• **Consigne**
Poursuivez l'entretien ci-dessous sur la classe d'orgue de Marcel Dupré au Conservatoire, en reprenant après sa dernière phrase.

• **Extrait du document**
M.L.G. : La classe d'orgue du Conservatoire, c'est tout un monde ! Il n'y avait pas de classe préparatoire : quand on entrait dans la classe d'orgue on devenait auditeur automatiquement, mais seulement élève-auditeur. Marcel Dupré nous prenait alors à Meudon : c'était sa classe préparatoire chez lui. Nous allions donc une fois par semaine à Meudon et nous assistions à toutes les classes du Conservatoire comme auditeurs. Si parfois il restait un moment après le temps réservé aux vrais élèves, it nous faisait mettre â l'orgue et commençait à nous faire travailler. Ensuite, nous passions un examen pour entrer dans la classe et à ce moment là seulement nous devenions des élèves. Nous avions classe les lundis, mercredis et vendredis de 13h30 à 15h30. Lundi : fugue, mercredi : versets de chant grégorien et improvisation libre, vendredi : exécution. Je ne sais ce que vous souhaitez que je vous dise sur la classe mais nous y travaillions beaucoup. Il y avait une dizaine d'élèves quand j'y suis entrée et puis la guerre est arrivée : tous les garçons sont partis et nous sommes restées trois élèves dans ma dernière année, dont Jeanne Demessieux, la brillante et extraordinaire organiste - nous avons eu notre prix ensemble - et Denise Raffy. Les fameux lundis, mercredis et vendredis, nous faisions toutes les épreuves : un travail considérable
J.D.P. : Du point de vue de l'exécution, quelles étaient les pièces du répertoire que Marcel Dupré aimait faire travailler ?
M.L.G. : Il était tout naturel de jouer comme des virtuoses, sans aucune faute et l'exécution ne comptait pas vraiment pour nous. Nous devions arriver tous les vendredis avec une œuvre entière par cœur.
Marcel Dupré avait un tout petit carnet dans lequel il marquait tout notre répertoire. C'était le vendredi que l'exécution était importante mais elle ne faisait malgré tout que le tiers de notre travail. L'improvisation était indispensable et elle est devenue facultative bien après. Il fallait à tout prix improviser. Le plus redoutable, c'était la fugue d'école les versets de chant grégorien et le thème libre étaient plus simples.

• **Liste des données**
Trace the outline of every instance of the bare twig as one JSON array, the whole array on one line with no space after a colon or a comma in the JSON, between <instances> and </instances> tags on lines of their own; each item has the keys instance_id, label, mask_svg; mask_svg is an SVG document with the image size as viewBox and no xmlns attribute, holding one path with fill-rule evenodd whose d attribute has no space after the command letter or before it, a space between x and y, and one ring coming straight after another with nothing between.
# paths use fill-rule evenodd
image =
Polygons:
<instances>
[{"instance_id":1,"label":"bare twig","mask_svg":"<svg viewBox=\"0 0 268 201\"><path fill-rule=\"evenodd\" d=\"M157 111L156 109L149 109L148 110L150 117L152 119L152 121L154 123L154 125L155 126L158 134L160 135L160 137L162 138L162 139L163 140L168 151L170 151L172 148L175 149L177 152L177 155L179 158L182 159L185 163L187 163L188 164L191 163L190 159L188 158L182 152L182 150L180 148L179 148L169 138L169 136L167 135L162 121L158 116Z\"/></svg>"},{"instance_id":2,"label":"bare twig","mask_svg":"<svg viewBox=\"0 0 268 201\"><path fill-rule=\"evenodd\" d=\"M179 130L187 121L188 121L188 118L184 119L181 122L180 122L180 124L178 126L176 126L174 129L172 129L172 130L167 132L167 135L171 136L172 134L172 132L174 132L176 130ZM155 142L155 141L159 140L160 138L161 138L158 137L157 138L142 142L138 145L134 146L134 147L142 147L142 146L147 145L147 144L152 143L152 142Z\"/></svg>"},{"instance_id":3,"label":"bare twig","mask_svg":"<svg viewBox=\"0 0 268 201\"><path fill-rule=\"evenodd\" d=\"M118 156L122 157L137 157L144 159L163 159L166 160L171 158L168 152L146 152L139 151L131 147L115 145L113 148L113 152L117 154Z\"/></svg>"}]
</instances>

• **Résultat final**
A cette époque, dans le répertoire, la musique française ancienne n'existait pas pour Marcel Dupré. "Mes enfants, vous déchiffrez cette musique là".
Même les maîtres anciens allemands avant Bach l'intéressaient peu, Buxtehude très peu, les allemands de l'époque de Bach non plus. On commençait vraiment l'étude de l'orgue avec Bach. Il fallait tout noter puisque l'édition Bornemann n'existait pas encore. Le Maître allait chercher dans le placard les livres reliés de toile noire bien sévère. Annotés par lui, ils sont devenus plus tard les Bornemann (c'étaient les Peters dont nous avions l'une des meilleures éditions).
Il y avait donc Bach qui faisait la base de notre enseignement, Franck, tout Franck, Mendelssohn, Liszt et quand on avançait dans le temps, Widor bien sûr et lui-même, Marcel Dupré.
Lorsqu'on voulait jouer une de ses œuvres, il prenait un air très, très modeste et disait simplement: "ça vous fera faire des progrès, mon petit".
J.D.P.: Donc, vous ne travailliez pas de pièces méditatives de J.S. Bach ?
M.L.G. : Si, mais ces œuvres-là, on les travaillait tout seul, on ne les lui jouait pas. Nous avions déjà des remplacements à faire dans les paroisses et nous les utilisions là. Mais jamais je n'ai joué de petits chorals devant Marcel Dupré : il fallait tout de suite les sonates, les grands chorals et les très grandes pièces. On jouait toujours un Bach dans les concours et il fallait le choisir j'ai eu mon premier prix avec la fugue en ut du triptyque Toccata, Adagio et Fugue. Il fallait que ce soit difficile.
J.D.P. Pensez-vous qu'ayant joué de la musique aussi difficile vous pouviez effectivement travailler vous-même des pièces plus anciennes que Dupré estimait : Frescobaldi, Scheidt... ?
M.L.G. : Exactement. D'ailleurs je ne juge pas Marcel Dupré que j'aime et pour qui j'ai une profonde reconnaissance. C'est vrai qu'il s'est penché lui-même sur des pièces plus anciennes mais je pense que l'essentiel pour lui était de progresser dans notre travail.
J.D.P. : Marcel Dupré se mettait-il à l'orgue pour vous donner des exemples ?
M.L.G. : Jamais, absolument jamais.
J.D.P. : Cela suppose que ce que vous faisiez était parfait ?
M.L.G. : Pas du tout ! Il était toujours sur sa chaise, à droite de nous, son pupitre et les partitions devant lui.
On allait l'entendre à Saint-Sulpice et au concert.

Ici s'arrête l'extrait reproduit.